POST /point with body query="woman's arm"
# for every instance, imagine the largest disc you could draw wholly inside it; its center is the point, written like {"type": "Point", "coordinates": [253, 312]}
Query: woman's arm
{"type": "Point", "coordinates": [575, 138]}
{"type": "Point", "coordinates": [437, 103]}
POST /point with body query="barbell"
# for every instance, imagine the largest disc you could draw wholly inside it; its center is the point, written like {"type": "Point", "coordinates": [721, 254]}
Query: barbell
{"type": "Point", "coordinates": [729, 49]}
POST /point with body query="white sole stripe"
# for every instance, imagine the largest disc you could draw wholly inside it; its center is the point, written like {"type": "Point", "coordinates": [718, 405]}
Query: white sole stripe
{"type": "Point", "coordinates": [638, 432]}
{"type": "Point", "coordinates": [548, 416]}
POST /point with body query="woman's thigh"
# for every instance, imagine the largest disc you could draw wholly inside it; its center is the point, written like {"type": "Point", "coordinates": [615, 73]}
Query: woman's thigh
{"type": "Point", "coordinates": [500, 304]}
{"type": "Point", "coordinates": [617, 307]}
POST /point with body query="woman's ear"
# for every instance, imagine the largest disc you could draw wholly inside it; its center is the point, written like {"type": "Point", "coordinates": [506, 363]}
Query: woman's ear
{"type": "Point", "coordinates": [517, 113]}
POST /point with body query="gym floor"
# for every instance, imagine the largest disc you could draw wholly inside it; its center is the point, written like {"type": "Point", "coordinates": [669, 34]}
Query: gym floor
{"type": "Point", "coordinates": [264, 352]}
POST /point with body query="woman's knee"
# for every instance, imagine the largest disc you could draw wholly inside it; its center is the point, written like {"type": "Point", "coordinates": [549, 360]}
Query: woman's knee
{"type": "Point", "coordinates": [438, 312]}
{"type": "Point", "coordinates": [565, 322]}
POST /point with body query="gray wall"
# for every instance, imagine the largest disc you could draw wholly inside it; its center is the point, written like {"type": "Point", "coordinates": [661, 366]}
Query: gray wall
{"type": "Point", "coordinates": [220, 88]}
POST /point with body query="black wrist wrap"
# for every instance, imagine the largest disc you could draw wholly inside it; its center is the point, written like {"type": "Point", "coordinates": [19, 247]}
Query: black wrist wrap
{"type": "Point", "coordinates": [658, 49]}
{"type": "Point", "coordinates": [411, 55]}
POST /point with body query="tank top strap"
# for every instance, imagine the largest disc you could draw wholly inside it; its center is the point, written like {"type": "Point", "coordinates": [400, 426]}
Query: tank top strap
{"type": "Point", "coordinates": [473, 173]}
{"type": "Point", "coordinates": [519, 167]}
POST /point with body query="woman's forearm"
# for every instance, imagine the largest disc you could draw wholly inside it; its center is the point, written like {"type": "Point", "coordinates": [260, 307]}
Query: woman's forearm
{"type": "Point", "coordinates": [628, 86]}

_ _ _ _ _

REQUIREMENTS:
Each line of the listing should be copied exactly.

RESULT:
POST /point with body query="woman's arm"
# for every instance, imagine the largest disc you could draw wholly inside it; its center is the point, written like {"type": "Point", "coordinates": [253, 312]}
Query: woman's arm
{"type": "Point", "coordinates": [575, 138]}
{"type": "Point", "coordinates": [437, 103]}
POST /point with body query="barbell"
# for every instance, imagine the largest disc you could draw wholly inside it; its center is the point, written like {"type": "Point", "coordinates": [721, 254]}
Query: barbell
{"type": "Point", "coordinates": [729, 49]}
POST /point with body query="white sole stripe"
# for every instance, imagine the largest disc you could draw wholly inside it; its center is the point, written like {"type": "Point", "coordinates": [718, 405]}
Query: white sole stripe
{"type": "Point", "coordinates": [638, 432]}
{"type": "Point", "coordinates": [548, 416]}
POST /point with body query="woman's thigh"
# for every instance, imagine the largest disc you could draw wholly inside it; its center is the point, written like {"type": "Point", "coordinates": [615, 73]}
Query: woman's thigh
{"type": "Point", "coordinates": [500, 304]}
{"type": "Point", "coordinates": [617, 307]}
POST /point with body query="woman's ear"
# for every instance, imagine the largest disc you could draw wholly inside it; its center is the point, written like {"type": "Point", "coordinates": [506, 363]}
Query: woman's ear
{"type": "Point", "coordinates": [517, 113]}
POST /point with body query="gym floor"
# for every instance, imagine the largest disc you could draw wholly inside it; its center is the point, written like {"type": "Point", "coordinates": [669, 34]}
Query: gym floor
{"type": "Point", "coordinates": [264, 352]}
POST /point with body query="woman's knee"
# for every instance, imagine the largest disc you could draw wholly inside it; its center is the point, written like {"type": "Point", "coordinates": [549, 360]}
Query: woman's knee
{"type": "Point", "coordinates": [438, 312]}
{"type": "Point", "coordinates": [565, 322]}
POST /point with body query="gray wall"
# for every instance, imagine the largest disc you could draw wholly inside it; its center is the point, written like {"type": "Point", "coordinates": [661, 366]}
Query: gray wall
{"type": "Point", "coordinates": [220, 88]}
POST /point with body query="black wrist wrap"
# for every instance, imagine the largest disc you could draw wholly inside it; its center is the point, written like {"type": "Point", "coordinates": [19, 247]}
Query: black wrist wrap
{"type": "Point", "coordinates": [658, 49]}
{"type": "Point", "coordinates": [411, 55]}
POST /point with body query="tank top strap"
# for every instance, imagine the largest disc you could draw wholly inside it; its center is the point, written like {"type": "Point", "coordinates": [400, 426]}
Query: tank top strap
{"type": "Point", "coordinates": [473, 173]}
{"type": "Point", "coordinates": [519, 167]}
POST /point with body query="woman's forearm"
# for every instance, imagine the largest disc you could draw wholly inside it; its center is the point, written like {"type": "Point", "coordinates": [260, 307]}
Query: woman's forearm
{"type": "Point", "coordinates": [628, 86]}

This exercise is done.